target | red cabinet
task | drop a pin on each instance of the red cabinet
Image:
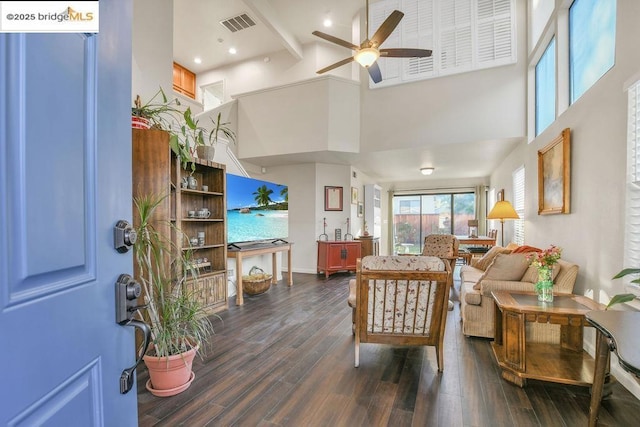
(337, 256)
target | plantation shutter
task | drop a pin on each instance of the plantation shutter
(632, 221)
(417, 32)
(518, 205)
(464, 35)
(455, 35)
(495, 31)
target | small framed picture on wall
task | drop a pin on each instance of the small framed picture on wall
(332, 198)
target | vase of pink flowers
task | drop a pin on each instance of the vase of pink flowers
(544, 262)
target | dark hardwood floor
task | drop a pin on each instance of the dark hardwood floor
(285, 358)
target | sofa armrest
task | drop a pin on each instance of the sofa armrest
(487, 286)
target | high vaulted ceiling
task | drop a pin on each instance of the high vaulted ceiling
(280, 24)
(287, 25)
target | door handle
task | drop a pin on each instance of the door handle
(127, 293)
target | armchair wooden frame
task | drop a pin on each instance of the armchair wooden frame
(399, 279)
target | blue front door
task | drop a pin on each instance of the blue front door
(65, 180)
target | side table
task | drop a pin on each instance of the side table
(565, 363)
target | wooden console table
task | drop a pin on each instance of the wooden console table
(618, 332)
(240, 252)
(565, 363)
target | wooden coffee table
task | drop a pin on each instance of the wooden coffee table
(566, 362)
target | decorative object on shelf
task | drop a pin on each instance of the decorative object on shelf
(324, 236)
(257, 282)
(502, 210)
(176, 317)
(348, 235)
(192, 182)
(544, 262)
(554, 174)
(332, 198)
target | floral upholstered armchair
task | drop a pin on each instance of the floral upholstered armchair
(401, 300)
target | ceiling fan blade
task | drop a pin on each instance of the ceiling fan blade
(405, 53)
(336, 65)
(374, 72)
(386, 28)
(335, 40)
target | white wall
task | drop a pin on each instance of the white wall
(282, 68)
(152, 56)
(592, 235)
(314, 115)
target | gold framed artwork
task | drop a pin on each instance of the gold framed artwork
(332, 198)
(554, 175)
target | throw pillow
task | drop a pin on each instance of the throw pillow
(512, 246)
(525, 249)
(486, 259)
(531, 275)
(505, 267)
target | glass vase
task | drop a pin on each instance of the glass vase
(544, 286)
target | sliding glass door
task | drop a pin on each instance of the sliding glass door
(418, 215)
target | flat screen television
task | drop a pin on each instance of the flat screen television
(257, 211)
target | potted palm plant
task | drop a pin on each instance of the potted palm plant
(220, 128)
(179, 325)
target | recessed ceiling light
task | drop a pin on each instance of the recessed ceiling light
(426, 171)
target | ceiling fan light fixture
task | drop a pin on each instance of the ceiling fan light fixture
(367, 56)
(426, 171)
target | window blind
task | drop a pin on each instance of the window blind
(632, 220)
(518, 205)
(464, 35)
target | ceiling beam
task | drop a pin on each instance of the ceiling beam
(268, 16)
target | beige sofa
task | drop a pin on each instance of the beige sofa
(506, 271)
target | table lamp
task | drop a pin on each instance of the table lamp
(473, 227)
(502, 210)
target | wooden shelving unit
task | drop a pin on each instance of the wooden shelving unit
(156, 170)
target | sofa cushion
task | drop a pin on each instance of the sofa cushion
(487, 258)
(531, 275)
(505, 267)
(512, 246)
(471, 296)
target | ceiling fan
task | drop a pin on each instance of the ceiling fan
(369, 50)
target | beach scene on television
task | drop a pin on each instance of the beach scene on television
(256, 210)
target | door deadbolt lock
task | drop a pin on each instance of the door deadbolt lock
(127, 293)
(124, 236)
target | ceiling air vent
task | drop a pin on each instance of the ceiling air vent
(238, 23)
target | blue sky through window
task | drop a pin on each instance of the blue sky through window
(592, 37)
(546, 88)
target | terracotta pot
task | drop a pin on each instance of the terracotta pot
(170, 375)
(140, 123)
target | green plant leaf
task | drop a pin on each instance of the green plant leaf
(619, 299)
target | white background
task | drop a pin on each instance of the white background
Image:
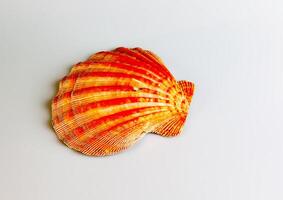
(231, 147)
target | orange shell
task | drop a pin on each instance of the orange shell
(114, 98)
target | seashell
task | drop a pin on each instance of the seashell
(110, 101)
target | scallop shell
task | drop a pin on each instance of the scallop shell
(110, 101)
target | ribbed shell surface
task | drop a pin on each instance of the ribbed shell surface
(114, 98)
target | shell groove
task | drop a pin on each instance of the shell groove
(108, 102)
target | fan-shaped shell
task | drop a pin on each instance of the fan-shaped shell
(114, 98)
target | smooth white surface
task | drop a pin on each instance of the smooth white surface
(231, 147)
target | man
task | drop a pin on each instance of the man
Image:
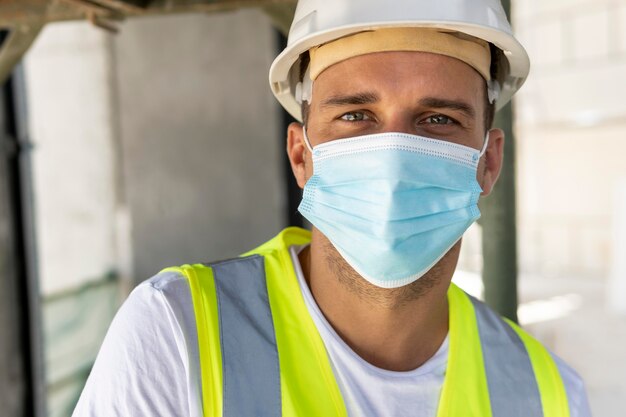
(358, 318)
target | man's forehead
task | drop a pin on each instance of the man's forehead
(399, 70)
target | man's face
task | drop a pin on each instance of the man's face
(412, 92)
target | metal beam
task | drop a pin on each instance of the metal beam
(499, 224)
(19, 39)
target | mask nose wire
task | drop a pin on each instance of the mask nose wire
(306, 140)
(485, 143)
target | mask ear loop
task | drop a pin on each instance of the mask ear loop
(306, 140)
(485, 143)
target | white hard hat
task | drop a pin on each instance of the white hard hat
(317, 22)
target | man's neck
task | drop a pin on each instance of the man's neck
(394, 329)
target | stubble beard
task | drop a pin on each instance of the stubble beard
(389, 298)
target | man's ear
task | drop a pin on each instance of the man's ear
(492, 161)
(297, 152)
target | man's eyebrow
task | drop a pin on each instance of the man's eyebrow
(350, 99)
(442, 103)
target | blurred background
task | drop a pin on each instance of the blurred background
(161, 144)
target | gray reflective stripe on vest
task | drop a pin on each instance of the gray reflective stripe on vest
(513, 390)
(249, 353)
(250, 356)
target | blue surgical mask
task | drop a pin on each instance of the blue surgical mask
(392, 204)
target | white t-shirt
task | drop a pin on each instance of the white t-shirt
(148, 364)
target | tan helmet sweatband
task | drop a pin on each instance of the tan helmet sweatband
(474, 52)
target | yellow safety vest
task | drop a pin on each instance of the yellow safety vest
(261, 354)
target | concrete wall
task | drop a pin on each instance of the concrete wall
(571, 127)
(155, 147)
(201, 146)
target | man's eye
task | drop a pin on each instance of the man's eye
(439, 119)
(354, 116)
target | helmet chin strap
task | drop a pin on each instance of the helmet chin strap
(307, 142)
(304, 89)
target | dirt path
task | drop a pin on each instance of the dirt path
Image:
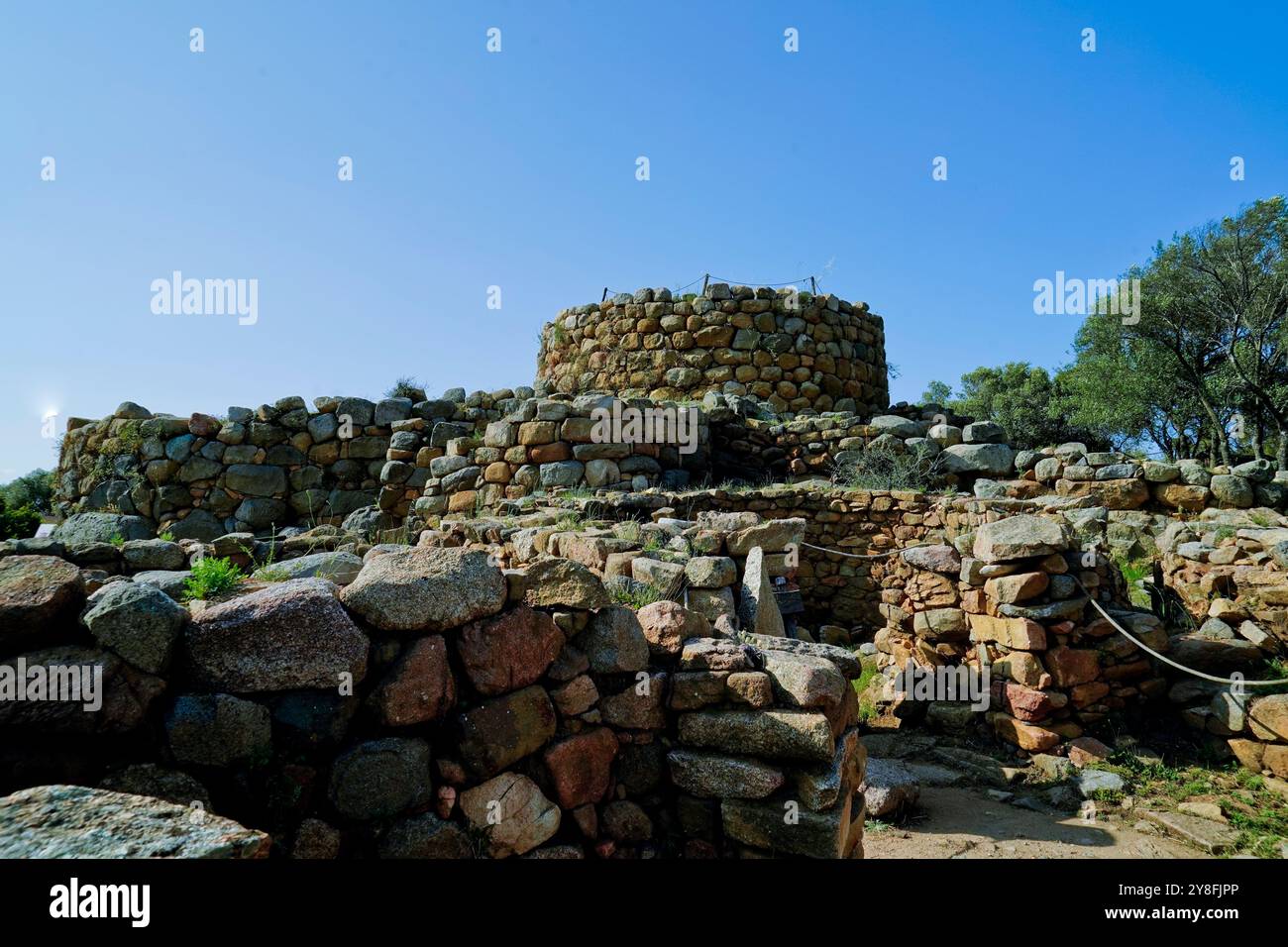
(965, 822)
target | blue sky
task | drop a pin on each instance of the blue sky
(516, 169)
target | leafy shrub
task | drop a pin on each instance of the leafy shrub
(18, 523)
(407, 386)
(211, 577)
(885, 468)
(634, 594)
(34, 489)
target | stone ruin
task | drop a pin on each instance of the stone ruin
(473, 628)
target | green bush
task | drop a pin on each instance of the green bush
(20, 523)
(34, 489)
(211, 577)
(407, 386)
(887, 468)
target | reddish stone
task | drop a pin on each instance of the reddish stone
(510, 651)
(204, 425)
(1020, 702)
(580, 767)
(668, 625)
(419, 686)
(1070, 667)
(1089, 693)
(549, 454)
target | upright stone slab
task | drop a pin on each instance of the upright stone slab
(758, 611)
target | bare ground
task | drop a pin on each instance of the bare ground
(965, 822)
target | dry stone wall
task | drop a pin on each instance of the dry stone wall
(798, 352)
(1232, 575)
(421, 702)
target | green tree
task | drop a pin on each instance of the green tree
(1025, 401)
(936, 393)
(1202, 368)
(34, 489)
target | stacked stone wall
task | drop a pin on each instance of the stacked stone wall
(795, 351)
(419, 702)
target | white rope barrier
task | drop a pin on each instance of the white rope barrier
(1108, 617)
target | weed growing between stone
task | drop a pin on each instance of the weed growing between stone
(211, 577)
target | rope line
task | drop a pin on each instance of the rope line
(1167, 660)
(1119, 628)
(743, 282)
(850, 556)
(720, 278)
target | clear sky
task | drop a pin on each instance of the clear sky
(518, 169)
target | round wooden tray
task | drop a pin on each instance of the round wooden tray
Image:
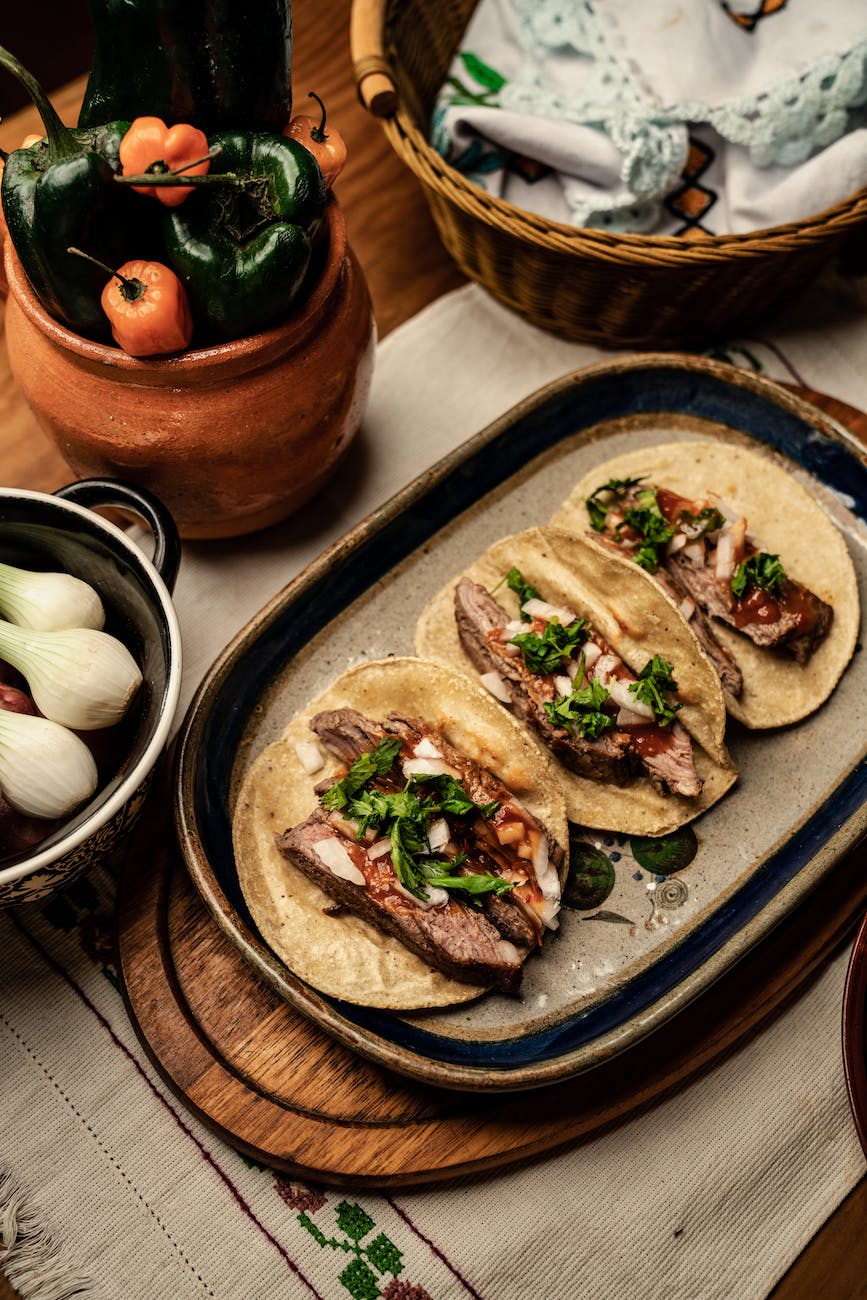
(278, 1088)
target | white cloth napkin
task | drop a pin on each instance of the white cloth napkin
(709, 1195)
(658, 116)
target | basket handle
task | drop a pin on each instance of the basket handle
(369, 68)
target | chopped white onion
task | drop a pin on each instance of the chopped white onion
(629, 718)
(48, 602)
(590, 653)
(427, 749)
(438, 835)
(621, 696)
(334, 856)
(494, 683)
(605, 666)
(427, 767)
(724, 555)
(542, 610)
(79, 677)
(310, 755)
(46, 771)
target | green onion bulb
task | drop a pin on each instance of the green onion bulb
(47, 602)
(44, 770)
(79, 677)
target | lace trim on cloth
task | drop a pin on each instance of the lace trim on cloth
(30, 1259)
(785, 125)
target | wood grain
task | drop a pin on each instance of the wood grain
(278, 1088)
(407, 268)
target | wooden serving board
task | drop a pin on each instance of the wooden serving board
(278, 1088)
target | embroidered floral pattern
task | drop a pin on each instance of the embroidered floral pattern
(363, 1277)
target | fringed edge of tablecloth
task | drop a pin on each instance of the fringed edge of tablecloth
(30, 1257)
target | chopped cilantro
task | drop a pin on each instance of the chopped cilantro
(759, 570)
(597, 510)
(581, 711)
(364, 768)
(404, 817)
(543, 654)
(655, 677)
(523, 590)
(707, 520)
(654, 529)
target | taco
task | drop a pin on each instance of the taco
(403, 844)
(754, 563)
(599, 666)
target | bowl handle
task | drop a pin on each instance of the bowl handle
(112, 492)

### PROBLEM STATEMENT
Those lines of the records that contain the string "cabinet" should be identified and copied.

### ANSWER BOX
target | red cabinet
task | drop a pin on each instance of the red cabinet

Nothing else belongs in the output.